> _Records shown_:
— begin —

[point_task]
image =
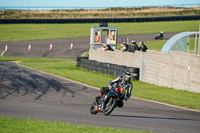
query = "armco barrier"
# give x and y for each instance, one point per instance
(107, 68)
(101, 20)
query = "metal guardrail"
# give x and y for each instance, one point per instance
(108, 68)
(100, 20)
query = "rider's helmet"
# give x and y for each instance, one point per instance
(127, 76)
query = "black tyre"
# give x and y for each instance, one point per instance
(109, 106)
(93, 110)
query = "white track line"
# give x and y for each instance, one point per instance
(98, 89)
(2, 53)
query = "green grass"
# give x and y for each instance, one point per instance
(18, 32)
(158, 44)
(10, 125)
(67, 68)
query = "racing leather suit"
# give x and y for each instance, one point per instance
(119, 80)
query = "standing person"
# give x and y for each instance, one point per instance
(133, 46)
(107, 47)
(124, 47)
(96, 37)
(142, 47)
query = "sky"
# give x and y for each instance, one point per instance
(95, 3)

— end —

Without including any pictures, please restate all the records exactly.

[point_task]
image =
query = "armco barrier"
# give x and y for each instance, one point per instance
(107, 68)
(101, 20)
query = "metal guardrail"
# give x and y for each instance, one point per instance
(108, 68)
(100, 20)
query = "rider's helmet"
# give x and y for each instance, one point per instance
(127, 76)
query = "black tyre"
# give x and y for each instance, one point per instance
(109, 106)
(93, 110)
query = "white track line"
# give x and y for each instance, one point per instance
(98, 89)
(2, 53)
query = "green grass"
# give x and y for each instance, one point per instance
(18, 32)
(158, 44)
(10, 125)
(67, 68)
query = "racing leather suit"
# give x and y for each instance, one point per instance
(119, 80)
query = "standing person"
# give x and y for each instance, one point per instance
(133, 46)
(107, 47)
(124, 47)
(96, 37)
(142, 47)
query = "sky"
# give x and y for each instance, one point per instance
(95, 3)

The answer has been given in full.